Brief A - In the incident status updates, at what time might customers have received a large burst of backlogged alerts?
Brief B - Edit the incident status updates from "Mar 23, 14:58" through "at 2:10 PT.", putting "metric series" in place of "time series".
Brief C - Resume the incident status updates after the last update shown.

Excerpted text -

This incident has been resolved.
Mar 23, 15:15 PDT
All systems are fully operational except for the charting and alerting system, which continues to experience issues with reflecting new and updated time series in running detectors and charts.
Mar 23, 14:58 PDT
Data ingest and alerting are operational (some alerts for new time series or recently updated properties are delayed).
UI and API systems are functional, as well as some charting functionality.
We are continuing to monitor charting recovery as well as the burndown for the time series creation and update backlog.
Mar 23, 14:43 PDT
As the metadata systems continue to recover we expect approximately 40 minutes of delay to property updates and new time series creations to be reflected in the alerting and charting systems.
Mar 23, 14:26 PDT
Efforts to improve recovery time of alerting was successful and we see alerting systems operational. Customers may have received a large burst of backlogged alerts at 2:10 PT.
Access to APIs and Web Interface are now restored, however charting continues to experience issues.
Mar 23, 14:24 PDT
Data ingest continues to be healthy and operational. We are seeing slow but steady recovery in the alerting system and are implementing further changes to accelerate the recovery. We expect UI/API functionality to be restored within the next 20 minutes.
Mar 23, 14:05 PDT
Data ingest is now operational we are no longer dropping telemetry data. We are continuing to monitor the recovery of non-ingest APIs, UI, and Alerting functionality.
Mar 23, 13:38 PDT
We are seeing recovery of data ingest for all telemetry and continuing to monitor until full recovery is achieved. We are continuing to perform operations to restore APIs, UI, and Alerting functionality.
Mar 23, 13:23 PDT
We've verified cluster functionality is back and are now working on resolving connection issues of the clients to the impacted cluster and expect some functionality to be restored in the next 30 minutes.

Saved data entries

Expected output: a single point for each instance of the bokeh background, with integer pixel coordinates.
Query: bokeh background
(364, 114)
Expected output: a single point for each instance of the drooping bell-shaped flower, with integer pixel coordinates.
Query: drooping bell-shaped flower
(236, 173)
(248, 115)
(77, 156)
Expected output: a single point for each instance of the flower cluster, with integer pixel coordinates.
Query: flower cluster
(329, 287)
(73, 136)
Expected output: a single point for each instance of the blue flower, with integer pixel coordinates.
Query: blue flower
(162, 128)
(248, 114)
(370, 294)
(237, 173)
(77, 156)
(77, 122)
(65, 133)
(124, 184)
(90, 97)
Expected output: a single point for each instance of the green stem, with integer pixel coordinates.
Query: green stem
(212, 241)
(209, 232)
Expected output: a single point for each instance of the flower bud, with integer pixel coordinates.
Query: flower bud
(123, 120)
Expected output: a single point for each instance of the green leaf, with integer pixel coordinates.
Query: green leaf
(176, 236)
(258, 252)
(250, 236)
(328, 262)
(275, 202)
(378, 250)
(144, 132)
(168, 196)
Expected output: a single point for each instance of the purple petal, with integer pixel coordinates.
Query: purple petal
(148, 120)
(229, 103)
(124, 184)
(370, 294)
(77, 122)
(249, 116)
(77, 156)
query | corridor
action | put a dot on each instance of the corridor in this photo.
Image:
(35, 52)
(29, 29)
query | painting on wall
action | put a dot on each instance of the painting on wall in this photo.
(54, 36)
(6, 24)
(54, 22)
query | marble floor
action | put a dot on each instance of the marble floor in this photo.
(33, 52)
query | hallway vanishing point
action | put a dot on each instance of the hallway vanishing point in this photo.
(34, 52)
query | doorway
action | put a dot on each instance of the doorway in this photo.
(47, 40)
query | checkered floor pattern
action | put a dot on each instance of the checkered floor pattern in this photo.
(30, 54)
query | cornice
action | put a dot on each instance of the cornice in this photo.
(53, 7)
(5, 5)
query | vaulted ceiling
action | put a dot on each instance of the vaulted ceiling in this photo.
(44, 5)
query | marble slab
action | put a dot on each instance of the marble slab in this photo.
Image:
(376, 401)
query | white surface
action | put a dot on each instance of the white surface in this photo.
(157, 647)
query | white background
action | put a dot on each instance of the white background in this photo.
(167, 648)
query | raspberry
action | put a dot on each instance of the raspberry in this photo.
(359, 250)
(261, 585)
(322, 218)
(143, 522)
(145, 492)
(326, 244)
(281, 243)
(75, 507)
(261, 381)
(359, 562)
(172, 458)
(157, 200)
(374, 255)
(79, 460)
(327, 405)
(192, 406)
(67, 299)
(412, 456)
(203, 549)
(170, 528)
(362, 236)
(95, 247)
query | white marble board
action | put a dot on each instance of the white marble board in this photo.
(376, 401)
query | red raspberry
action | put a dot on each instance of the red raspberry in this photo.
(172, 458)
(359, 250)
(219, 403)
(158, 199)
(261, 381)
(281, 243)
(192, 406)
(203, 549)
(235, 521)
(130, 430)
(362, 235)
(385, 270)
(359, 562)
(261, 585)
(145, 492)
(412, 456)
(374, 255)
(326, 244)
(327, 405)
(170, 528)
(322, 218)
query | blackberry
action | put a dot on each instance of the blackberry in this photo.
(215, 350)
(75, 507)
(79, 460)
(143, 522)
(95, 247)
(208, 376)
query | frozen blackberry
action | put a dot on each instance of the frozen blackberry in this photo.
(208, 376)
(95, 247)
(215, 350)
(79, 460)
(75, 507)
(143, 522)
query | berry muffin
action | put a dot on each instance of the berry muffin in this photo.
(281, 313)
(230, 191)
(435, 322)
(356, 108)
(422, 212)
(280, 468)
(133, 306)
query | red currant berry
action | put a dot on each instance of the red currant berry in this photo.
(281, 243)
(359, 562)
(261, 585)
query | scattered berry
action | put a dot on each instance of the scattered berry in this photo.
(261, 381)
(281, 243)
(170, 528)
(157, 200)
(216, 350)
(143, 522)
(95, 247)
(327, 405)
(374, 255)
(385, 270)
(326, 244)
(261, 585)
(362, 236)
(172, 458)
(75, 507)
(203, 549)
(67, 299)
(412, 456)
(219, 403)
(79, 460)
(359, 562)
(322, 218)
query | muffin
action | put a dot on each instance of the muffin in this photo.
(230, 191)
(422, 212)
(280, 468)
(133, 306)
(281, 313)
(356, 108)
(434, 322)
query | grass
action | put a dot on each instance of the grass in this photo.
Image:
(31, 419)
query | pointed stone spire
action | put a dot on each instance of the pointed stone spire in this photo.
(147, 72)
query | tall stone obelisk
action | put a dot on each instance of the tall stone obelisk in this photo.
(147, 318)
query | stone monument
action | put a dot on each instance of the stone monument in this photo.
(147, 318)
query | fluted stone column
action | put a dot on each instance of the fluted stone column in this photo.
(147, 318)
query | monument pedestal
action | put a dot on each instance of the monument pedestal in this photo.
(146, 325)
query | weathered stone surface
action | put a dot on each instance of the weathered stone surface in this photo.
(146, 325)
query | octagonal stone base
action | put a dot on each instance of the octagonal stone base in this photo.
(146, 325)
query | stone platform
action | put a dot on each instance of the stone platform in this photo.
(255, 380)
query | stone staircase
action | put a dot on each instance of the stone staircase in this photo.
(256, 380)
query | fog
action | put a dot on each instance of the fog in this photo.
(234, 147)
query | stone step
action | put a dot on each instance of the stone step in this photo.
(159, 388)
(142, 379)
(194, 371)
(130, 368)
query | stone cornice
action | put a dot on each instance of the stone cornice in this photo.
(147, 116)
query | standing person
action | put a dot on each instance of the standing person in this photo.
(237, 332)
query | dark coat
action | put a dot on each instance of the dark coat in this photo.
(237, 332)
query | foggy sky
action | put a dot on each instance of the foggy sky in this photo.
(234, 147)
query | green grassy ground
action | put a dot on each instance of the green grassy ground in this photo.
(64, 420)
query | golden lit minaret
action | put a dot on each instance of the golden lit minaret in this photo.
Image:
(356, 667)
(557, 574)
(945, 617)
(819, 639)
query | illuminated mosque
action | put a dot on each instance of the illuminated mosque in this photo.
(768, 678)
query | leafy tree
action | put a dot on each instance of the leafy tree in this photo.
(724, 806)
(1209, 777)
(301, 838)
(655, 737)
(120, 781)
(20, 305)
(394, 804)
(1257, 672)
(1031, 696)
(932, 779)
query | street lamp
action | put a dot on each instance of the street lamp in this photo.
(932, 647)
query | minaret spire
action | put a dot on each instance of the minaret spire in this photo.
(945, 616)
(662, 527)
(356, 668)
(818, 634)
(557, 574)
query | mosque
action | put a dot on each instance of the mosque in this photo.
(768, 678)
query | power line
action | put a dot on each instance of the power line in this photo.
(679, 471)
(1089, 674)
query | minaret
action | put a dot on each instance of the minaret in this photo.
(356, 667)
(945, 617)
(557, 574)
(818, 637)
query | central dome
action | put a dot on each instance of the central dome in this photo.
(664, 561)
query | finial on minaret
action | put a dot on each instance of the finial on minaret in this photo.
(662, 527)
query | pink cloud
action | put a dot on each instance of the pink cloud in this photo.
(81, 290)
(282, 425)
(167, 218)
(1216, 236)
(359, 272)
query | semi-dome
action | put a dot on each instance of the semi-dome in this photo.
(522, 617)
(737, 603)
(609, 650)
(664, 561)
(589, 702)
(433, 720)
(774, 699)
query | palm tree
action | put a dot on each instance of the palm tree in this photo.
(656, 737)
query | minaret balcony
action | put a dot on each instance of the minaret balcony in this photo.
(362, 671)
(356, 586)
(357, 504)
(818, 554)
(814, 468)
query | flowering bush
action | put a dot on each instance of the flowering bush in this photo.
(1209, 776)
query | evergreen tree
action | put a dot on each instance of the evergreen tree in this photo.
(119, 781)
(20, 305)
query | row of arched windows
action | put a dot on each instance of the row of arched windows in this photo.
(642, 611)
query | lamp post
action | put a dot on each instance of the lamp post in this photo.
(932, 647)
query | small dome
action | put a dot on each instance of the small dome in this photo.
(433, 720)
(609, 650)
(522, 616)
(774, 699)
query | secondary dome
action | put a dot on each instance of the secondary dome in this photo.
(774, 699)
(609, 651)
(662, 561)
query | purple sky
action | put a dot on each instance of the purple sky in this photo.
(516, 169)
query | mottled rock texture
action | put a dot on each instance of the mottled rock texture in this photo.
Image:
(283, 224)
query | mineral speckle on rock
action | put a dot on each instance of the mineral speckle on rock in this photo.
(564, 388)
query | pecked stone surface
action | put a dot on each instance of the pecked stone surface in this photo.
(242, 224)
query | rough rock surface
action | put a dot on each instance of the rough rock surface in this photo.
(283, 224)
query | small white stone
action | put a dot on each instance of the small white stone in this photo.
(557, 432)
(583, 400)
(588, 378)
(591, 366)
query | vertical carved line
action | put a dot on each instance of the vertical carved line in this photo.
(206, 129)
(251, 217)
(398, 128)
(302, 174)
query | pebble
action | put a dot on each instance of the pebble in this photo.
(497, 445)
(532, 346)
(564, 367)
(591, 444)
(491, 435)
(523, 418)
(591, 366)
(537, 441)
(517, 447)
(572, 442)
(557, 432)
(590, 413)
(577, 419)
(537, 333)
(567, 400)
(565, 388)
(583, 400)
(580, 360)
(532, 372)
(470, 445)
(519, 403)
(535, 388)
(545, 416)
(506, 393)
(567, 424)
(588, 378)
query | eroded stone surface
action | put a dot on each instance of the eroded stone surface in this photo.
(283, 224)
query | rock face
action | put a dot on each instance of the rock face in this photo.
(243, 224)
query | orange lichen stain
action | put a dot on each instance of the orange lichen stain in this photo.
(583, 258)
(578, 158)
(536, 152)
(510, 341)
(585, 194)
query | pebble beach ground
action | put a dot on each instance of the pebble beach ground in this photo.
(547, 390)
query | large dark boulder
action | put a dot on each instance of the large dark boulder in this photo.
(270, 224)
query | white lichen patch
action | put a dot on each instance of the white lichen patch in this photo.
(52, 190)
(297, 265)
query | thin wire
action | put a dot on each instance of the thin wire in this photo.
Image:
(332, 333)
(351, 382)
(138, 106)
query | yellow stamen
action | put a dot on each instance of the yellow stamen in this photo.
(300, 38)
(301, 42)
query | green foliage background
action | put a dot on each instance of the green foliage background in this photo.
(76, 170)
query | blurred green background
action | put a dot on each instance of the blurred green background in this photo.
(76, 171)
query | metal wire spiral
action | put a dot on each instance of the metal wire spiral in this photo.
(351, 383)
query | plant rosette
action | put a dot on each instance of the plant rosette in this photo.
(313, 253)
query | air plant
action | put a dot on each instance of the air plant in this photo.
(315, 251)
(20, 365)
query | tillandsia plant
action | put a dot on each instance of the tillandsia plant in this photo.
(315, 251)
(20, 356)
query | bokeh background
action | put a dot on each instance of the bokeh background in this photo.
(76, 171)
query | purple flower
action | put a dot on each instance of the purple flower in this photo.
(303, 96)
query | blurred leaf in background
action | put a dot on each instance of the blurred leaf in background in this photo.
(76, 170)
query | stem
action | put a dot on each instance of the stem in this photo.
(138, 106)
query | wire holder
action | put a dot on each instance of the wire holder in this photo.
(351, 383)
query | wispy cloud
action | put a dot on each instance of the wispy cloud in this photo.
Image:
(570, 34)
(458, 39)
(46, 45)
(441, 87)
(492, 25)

Exercise response A - At 2:10 PT.

Exercise response B -
Mar 23, 14:58 PDT
Data ingest and alerting are operational (some alerts for new metric series or recently updated properties are delayed).
UI and API systems are functional, as well as some charting functionality.
We are continuing to monitor charting recovery as well as the burndown for the metric series creation and update backlog.
Mar 23, 14:43 PDT
As the metadata systems continue to recover we expect approximately 40 minutes of delay to property updates and new metric series creations to be reflected in the alerting and charting systems.
Mar 23, 14:26 PDT
Efforts to improve recovery time of alerting was successful and we see alerting systems operational. Customers may have received a large burst of backlogged alerts at 2:10 PT.

Exercise response C -
Mar 23, 13:09 PDT
We have restored the impacted cluster and are now reenabling data processing to start processing backlogs.
Mar 23, 12:47 PDT
A key data store was unexpectedly lost during planned operations for an unrelated system. We are working to bring the data store cluster back up, after which we expect the recovery of some ingest functionality. Following system recovery, we anticipate that data recovery and repair will need to occur for full functionality to be restored.
Mar 23, 12:22 PDT
This incident has been updated to acknowledge that logs, apm, rum, and incident intelligence ingest have are also experiencing a major outage.
Mar 23, 11:49 PDT
We are continuing on mitigations to recover the system and expect a resolution to take at least 3 hours at this time. We will continue to provide regular updates as we make progress on the resolution or expected timeline.
Mar 23, 11:41 PDT
We've identified the source of the issue and are working on mitigations. All major functionality and data ingest is impacted.
Mar 23, 11:31 PDT
We are investigating a major outage of Splunk Observability Cloud starting at 10:47am PT. We will provide an update as soon as possible.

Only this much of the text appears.